Nothing but the lines from the one containing "Please indicate the dry" through the one containing "(1170, 419)", both included, should be given again, each exactly as written below.

(Material to process)

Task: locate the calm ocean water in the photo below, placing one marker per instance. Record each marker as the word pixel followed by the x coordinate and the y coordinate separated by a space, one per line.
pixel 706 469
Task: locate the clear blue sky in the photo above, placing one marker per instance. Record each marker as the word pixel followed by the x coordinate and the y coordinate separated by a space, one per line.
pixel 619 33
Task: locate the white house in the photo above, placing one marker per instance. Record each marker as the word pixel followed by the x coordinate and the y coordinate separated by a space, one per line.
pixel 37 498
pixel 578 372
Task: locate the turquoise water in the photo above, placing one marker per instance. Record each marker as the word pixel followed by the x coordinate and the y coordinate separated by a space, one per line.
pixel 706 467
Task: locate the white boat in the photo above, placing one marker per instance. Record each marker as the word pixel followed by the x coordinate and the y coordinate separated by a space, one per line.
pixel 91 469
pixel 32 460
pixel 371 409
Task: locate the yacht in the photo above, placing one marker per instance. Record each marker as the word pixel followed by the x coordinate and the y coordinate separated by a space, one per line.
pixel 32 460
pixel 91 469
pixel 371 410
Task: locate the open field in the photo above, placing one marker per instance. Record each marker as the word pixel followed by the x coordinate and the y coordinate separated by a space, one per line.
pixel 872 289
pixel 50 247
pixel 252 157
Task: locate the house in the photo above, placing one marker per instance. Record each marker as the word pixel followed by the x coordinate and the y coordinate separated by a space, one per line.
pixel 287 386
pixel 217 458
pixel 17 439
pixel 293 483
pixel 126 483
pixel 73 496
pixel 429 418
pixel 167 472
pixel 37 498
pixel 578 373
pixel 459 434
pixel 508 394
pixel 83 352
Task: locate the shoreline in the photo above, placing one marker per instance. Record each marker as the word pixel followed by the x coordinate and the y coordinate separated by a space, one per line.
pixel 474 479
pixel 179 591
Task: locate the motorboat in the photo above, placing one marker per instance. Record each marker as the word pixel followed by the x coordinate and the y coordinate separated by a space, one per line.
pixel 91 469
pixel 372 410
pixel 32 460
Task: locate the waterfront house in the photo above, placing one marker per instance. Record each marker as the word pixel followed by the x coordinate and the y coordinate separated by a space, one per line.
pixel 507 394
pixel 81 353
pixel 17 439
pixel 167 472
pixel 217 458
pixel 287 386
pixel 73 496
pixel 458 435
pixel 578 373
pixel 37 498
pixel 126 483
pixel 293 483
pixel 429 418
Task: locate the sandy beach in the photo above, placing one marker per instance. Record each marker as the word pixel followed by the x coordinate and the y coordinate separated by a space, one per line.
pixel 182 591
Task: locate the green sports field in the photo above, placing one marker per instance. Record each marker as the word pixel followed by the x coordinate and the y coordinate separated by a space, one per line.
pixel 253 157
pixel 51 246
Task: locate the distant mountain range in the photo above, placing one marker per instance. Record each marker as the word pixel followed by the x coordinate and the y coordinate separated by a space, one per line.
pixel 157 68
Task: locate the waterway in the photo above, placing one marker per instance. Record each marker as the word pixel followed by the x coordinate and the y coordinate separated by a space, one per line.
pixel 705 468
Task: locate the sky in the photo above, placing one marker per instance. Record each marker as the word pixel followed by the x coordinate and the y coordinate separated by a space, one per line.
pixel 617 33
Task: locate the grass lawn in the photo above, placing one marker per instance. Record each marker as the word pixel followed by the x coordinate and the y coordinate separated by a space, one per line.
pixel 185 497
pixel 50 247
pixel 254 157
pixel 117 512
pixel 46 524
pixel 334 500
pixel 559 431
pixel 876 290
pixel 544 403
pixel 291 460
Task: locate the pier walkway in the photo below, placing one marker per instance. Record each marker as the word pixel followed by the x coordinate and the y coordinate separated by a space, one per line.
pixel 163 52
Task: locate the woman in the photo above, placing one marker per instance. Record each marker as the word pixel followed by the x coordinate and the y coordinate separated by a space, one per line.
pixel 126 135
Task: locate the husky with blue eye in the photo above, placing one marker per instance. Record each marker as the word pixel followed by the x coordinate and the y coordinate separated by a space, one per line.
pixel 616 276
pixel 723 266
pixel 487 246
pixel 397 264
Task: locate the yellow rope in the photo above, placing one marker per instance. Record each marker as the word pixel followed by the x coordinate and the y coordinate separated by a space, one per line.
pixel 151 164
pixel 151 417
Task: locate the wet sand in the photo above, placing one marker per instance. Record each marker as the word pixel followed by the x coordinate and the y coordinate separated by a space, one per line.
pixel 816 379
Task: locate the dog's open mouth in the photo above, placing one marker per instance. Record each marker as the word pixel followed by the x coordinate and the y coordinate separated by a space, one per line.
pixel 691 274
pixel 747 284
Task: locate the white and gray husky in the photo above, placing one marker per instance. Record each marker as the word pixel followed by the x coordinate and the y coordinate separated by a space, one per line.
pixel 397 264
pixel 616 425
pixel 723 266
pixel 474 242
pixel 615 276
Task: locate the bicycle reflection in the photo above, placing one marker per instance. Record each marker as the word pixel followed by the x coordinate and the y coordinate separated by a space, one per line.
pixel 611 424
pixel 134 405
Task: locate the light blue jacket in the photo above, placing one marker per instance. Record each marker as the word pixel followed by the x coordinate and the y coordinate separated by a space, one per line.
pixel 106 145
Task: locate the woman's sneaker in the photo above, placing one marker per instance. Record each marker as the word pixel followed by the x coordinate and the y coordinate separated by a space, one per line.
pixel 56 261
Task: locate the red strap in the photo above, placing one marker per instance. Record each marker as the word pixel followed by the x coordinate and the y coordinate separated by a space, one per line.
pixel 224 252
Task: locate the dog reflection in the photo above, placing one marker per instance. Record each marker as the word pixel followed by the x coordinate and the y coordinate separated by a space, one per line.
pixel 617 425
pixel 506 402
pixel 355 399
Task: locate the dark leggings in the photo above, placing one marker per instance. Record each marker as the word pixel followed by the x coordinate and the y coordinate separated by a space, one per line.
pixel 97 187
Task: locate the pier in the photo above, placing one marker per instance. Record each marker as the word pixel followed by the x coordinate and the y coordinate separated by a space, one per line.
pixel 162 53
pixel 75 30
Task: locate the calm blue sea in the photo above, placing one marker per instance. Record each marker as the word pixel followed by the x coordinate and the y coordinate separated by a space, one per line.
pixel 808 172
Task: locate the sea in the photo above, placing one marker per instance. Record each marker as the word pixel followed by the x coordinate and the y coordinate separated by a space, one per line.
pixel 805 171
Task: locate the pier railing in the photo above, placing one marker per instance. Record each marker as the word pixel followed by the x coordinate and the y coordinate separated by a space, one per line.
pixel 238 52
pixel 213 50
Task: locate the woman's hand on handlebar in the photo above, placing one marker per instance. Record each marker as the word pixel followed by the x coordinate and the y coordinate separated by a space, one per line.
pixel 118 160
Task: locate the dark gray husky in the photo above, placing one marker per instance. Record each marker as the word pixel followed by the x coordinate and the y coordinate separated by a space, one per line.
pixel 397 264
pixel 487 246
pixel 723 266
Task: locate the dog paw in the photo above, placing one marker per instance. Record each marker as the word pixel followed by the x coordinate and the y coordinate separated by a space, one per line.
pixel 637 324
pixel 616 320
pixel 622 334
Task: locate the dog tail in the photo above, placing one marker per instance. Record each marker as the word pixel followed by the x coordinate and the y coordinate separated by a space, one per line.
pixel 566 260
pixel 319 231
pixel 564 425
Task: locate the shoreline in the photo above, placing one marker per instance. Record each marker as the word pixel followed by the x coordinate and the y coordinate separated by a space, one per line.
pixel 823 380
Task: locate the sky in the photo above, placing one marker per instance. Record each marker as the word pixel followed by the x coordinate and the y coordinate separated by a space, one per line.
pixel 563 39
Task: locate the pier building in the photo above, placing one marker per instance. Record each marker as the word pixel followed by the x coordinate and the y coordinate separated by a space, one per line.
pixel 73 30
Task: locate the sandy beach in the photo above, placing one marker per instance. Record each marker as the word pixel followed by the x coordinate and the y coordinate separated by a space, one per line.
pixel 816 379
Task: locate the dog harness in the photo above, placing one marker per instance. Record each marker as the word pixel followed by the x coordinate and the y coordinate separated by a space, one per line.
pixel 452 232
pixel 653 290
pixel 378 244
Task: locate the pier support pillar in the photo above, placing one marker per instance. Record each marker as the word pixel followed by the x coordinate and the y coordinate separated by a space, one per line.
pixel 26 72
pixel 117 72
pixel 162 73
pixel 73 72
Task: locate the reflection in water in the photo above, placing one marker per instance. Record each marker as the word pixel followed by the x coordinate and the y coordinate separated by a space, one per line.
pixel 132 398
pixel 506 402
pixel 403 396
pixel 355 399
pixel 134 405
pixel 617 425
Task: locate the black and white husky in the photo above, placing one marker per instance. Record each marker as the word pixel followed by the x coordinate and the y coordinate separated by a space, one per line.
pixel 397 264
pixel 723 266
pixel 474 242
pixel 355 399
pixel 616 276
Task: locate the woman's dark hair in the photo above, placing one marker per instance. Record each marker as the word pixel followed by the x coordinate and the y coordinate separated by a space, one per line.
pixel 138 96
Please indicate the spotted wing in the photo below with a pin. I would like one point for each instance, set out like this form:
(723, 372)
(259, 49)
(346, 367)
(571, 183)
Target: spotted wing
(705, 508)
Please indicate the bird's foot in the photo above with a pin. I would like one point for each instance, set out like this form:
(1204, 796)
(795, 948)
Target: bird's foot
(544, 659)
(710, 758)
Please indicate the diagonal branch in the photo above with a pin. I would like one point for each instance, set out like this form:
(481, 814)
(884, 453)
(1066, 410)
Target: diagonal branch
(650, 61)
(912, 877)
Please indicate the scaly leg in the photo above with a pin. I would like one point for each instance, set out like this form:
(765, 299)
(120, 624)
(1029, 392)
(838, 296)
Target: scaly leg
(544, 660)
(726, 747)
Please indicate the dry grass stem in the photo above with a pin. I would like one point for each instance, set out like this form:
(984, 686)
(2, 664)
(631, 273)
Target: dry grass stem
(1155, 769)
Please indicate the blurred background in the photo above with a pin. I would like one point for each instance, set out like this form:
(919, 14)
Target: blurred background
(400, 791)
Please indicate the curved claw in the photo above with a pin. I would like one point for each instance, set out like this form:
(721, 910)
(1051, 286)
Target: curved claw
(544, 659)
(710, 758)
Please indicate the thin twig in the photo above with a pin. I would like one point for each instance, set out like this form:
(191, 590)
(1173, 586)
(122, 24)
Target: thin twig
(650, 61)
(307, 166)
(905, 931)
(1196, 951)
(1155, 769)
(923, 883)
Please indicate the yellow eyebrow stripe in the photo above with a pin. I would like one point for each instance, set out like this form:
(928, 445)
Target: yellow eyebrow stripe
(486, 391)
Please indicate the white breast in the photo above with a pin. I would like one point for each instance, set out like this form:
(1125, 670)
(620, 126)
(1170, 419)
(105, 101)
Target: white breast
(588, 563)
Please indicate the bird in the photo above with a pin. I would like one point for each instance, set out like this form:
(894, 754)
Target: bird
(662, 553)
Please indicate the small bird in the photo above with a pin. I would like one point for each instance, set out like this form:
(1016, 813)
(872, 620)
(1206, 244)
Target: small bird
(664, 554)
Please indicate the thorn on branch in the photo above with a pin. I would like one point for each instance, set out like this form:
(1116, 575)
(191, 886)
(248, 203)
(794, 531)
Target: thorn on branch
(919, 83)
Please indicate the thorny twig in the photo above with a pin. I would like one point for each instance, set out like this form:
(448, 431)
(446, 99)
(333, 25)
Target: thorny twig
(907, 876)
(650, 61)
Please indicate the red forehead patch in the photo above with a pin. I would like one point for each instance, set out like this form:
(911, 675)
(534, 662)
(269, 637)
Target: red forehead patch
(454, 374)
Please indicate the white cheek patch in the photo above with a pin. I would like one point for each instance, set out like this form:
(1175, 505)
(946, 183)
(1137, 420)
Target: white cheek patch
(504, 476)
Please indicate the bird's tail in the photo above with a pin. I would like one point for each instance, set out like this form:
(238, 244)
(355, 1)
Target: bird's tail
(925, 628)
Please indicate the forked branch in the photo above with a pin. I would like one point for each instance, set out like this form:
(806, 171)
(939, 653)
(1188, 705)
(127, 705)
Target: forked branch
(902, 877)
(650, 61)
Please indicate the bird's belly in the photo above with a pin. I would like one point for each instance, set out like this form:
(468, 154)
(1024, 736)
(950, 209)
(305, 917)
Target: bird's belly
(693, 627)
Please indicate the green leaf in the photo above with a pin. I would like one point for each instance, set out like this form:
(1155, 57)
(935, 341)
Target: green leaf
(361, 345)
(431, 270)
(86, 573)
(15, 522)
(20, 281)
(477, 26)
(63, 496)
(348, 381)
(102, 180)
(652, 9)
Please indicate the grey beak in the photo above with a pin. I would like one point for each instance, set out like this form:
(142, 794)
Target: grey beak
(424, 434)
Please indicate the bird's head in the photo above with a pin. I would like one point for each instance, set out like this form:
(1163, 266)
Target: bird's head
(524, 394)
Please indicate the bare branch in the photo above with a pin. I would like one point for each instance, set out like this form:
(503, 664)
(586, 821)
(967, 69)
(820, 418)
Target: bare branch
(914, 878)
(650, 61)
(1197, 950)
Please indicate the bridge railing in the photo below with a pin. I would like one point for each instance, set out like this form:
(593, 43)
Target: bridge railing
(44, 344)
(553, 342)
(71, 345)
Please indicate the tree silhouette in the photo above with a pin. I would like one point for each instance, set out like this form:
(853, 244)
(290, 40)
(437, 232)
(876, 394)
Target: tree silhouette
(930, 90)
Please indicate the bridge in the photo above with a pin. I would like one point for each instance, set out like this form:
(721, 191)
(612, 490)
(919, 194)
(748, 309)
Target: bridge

(End Material to process)

_Solution to the exercise_.
Please indicate the dry grass stem in the photo above with a pin. I would like one point for each instance, set out like this form:
(984, 686)
(2, 664)
(631, 273)
Target: dry grass stem
(1155, 769)
Please indicate the blurred background in the photo above with a pin. I would like one point for each instance, set out like this form:
(919, 14)
Target: blurred background
(400, 791)
Please indicate the curved claw in the photo above with a pin. I would like one point for each instance, set out like this form:
(721, 910)
(1051, 286)
Target: curved claw
(544, 659)
(710, 758)
Please indicate the thin twig in the photo above with a pin. I would like one point for each instance, set out like this form:
(191, 590)
(1173, 586)
(122, 24)
Target: thin twig
(650, 61)
(307, 166)
(905, 931)
(1196, 951)
(1155, 769)
(923, 883)
Please indicate the yellow eyebrow stripe in the photo above with a pin. I would like one point for each instance, set out like this form:
(928, 445)
Target: yellow eyebrow stripe
(486, 391)
Please indicate the white breast in the photo above with a pin. I would like one point for each instance, set out like this form:
(1125, 670)
(620, 126)
(1170, 419)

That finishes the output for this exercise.